**EXERCISE OBJECTIVE**
Return the data below verbatim, reproducing every line in order and without any change.

Dataset excerpt
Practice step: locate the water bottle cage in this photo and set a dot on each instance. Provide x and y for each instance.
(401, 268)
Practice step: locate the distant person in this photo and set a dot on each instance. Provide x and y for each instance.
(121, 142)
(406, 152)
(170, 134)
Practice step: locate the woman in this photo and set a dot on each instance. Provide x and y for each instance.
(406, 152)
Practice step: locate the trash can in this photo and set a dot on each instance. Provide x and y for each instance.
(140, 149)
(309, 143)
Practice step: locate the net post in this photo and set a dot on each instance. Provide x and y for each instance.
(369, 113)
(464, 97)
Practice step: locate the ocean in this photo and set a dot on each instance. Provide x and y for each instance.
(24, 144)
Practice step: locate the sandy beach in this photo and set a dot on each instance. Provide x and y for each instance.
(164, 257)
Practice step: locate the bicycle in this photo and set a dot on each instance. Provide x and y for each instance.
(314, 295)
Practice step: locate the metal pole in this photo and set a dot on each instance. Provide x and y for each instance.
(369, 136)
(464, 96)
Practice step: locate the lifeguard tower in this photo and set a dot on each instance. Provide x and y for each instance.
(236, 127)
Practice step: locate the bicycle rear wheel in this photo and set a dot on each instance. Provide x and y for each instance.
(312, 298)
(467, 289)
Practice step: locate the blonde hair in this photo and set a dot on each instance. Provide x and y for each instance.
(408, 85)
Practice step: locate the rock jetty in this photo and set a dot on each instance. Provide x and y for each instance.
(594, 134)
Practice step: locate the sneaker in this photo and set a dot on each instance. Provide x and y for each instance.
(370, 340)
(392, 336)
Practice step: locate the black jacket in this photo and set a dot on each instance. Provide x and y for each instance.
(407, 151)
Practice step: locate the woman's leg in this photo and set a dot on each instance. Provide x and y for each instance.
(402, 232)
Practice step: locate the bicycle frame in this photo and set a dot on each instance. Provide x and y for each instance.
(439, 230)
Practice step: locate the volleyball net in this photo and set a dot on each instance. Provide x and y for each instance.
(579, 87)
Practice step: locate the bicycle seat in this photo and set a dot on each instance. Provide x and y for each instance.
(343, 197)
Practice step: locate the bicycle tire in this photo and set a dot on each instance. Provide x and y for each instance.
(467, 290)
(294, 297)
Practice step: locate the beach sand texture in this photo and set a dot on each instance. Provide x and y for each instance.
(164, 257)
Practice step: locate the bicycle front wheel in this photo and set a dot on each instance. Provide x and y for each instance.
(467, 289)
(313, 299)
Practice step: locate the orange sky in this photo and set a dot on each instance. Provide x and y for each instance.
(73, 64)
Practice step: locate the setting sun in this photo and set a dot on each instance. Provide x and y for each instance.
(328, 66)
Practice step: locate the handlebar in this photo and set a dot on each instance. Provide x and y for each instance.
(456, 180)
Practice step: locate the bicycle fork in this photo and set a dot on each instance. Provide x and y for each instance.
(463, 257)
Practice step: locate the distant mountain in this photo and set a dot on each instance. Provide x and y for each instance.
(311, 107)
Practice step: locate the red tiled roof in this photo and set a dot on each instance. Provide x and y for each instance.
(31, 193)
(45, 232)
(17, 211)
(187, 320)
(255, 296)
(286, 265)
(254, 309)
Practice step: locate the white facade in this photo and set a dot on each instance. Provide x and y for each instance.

**WRITTEN SOLUTION**
Practice step: locate the water bottle cage in this photo and set a dot on each instance. Provide x and y for each instance.
(401, 268)
Practice step: locate the distant person in this photo and set a dot on each instance. Provide x and y for each instance.
(121, 142)
(406, 152)
(170, 134)
Practice step: locate the woman in this photo and set a dot on each instance. Provide x and y for each instance.
(406, 152)
Practice step: locate the trash can in this photo and set a dot on each instance. Provide x and y for each instance.
(140, 149)
(309, 143)
Practice step: locate the net post in this photo and set a dot on each instance. Provide x and y for each instance.
(369, 113)
(464, 97)
Practice step: locate the ocean in this photo and set a dot on each instance. Provide x and y for each instance.
(24, 144)
Practice step: locate the sandy beach in this photo and set a dot on each instance. Provide x and y for each instance.
(164, 257)
Practice step: locate the bicycle in this photo and set a dot on each instance. Provide x and y for each instance.
(314, 295)
Practice step: locate the metal pole in this photo and set a dot on each instance. Provide x and y for each instance.
(369, 136)
(464, 96)
Practice step: locate the lifeguard tower in this photo and set a dot on each instance. Provide x and y for each instance.
(236, 127)
Practice step: locate the bicycle rear wheel in this photo and set a dot on each instance. Provide x and y for each instance.
(312, 298)
(467, 289)
Practice step: locate the blonde hair in this photo and set a dot on each instance. Provide x and y for each instance.
(408, 85)
Practice step: locate the rock jetty in this photo and set a dot on each instance. Provide x and y for each instance.
(594, 134)
Practice step: locate the sneaker in this photo and set a dot on each instance. Provide x and y for each instance.
(370, 340)
(392, 336)
Practice step: locate the black jacket in this photo and set a dot on each instance. Provide x and y for each instance.
(407, 151)
Practice step: locate the woman's leg in this photo and set a dot on each instance. Provide x and y for each instance.
(402, 232)
Practice step: locate the bicycle frame in this photo and set a dot on each instance. Provide x and y for each instance.
(439, 230)
Practice step: locate the volleyball net in this photo and set a dot on each instance. Provide x and y for each instance.
(579, 87)
Practice step: locate the bicycle seat in this photo and set a dot on each instance. Provide x and y for each instance.
(343, 197)
Practice step: locate the bicycle tire in this photo and set a dot on each instance. Provide x and y for each instance.
(467, 290)
(294, 297)
Practice step: locate the beach sand texture in this photo and set a dot on each instance. Provide x and y for each instance.
(164, 257)
Practice step: locate the bicycle front wheel in this photo and set a dot on each instance. Provide x and y for each instance.
(467, 289)
(313, 299)
Practice step: locate the orange sky in this photo and set a dot on each instance. Provide x and y for each instance.
(73, 64)
Practice step: locate the setting sun in this photo and set a dot on each instance. Provide x and y for each instance.
(328, 66)
Practice step: locate the handlebar in this photo and set a dot on each instance. Provide x and y for each instance.
(456, 180)
Practice step: locate the bicycle fork in this photo and set a dot on each instance. Provide x and y for each instance.
(463, 257)
Practice step: locate the distant mountain in this photo and set a dot on each instance. Provide x and y for each instance.
(311, 107)
Practice step: locate the red tiled roof in this photo and set a dot on each instance. Provide x and y for each instance.
(31, 193)
(45, 232)
(17, 211)
(187, 320)
(255, 296)
(286, 265)
(254, 309)
Practice step: locate the white facade in this photo and set a dot on each instance. Provide x and y for each instance.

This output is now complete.